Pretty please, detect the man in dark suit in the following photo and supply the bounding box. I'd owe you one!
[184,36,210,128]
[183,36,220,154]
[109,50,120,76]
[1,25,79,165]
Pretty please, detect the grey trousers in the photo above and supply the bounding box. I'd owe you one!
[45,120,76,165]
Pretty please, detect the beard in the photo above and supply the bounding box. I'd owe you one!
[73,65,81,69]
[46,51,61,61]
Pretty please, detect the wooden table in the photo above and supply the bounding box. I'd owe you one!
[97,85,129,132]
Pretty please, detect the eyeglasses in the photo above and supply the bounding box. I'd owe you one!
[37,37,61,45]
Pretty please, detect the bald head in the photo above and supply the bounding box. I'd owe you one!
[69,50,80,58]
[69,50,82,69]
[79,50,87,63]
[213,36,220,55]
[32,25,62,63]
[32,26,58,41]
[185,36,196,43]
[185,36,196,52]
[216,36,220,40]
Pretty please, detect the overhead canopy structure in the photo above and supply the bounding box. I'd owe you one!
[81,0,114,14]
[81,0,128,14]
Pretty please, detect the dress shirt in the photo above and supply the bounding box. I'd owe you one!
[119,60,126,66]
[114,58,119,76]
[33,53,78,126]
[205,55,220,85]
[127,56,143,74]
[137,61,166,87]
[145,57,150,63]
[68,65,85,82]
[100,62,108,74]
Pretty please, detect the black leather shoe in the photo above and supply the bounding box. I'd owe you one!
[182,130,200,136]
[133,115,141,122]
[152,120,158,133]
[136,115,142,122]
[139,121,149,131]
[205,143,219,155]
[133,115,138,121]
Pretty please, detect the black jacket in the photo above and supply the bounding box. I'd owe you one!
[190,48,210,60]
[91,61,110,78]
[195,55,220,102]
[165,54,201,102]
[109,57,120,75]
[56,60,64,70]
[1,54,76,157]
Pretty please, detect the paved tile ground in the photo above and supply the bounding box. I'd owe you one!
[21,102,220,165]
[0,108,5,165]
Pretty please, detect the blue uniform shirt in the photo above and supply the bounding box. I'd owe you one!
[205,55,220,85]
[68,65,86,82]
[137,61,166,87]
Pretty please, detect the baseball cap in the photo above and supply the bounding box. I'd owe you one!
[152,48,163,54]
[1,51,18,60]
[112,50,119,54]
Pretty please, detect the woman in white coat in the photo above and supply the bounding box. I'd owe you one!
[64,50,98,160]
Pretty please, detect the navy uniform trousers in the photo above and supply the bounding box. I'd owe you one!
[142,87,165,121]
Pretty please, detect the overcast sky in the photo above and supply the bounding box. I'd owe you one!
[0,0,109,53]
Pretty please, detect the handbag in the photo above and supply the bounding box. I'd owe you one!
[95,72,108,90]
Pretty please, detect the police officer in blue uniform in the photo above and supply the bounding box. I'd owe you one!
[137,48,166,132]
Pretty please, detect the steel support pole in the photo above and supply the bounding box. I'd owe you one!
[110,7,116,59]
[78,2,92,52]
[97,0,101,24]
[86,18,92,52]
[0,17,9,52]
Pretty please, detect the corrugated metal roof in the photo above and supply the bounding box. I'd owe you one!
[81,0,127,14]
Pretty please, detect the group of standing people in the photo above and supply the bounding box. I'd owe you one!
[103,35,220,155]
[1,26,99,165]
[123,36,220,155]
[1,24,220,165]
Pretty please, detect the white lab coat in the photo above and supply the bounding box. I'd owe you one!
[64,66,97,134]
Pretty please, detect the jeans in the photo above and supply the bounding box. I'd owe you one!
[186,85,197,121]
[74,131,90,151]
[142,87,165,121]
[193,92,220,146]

**DIRECTIONS FOR THIS TASK:** When you reach the line that contains "Pretty please, detect the white" in the material above, please copy it and every line after it exactly, stopping only at the last line.

**RESULT OF THE TASK:**
Pretty please, detect the white lab coat in the photo above and supply the bounding box. I'd owe you one!
[64,66,97,134]
Pretty please, detect the jeans in the photo above and supply the bounding box. I'd owe you one!
[186,85,197,121]
[74,131,90,151]
[142,87,165,121]
[193,92,220,146]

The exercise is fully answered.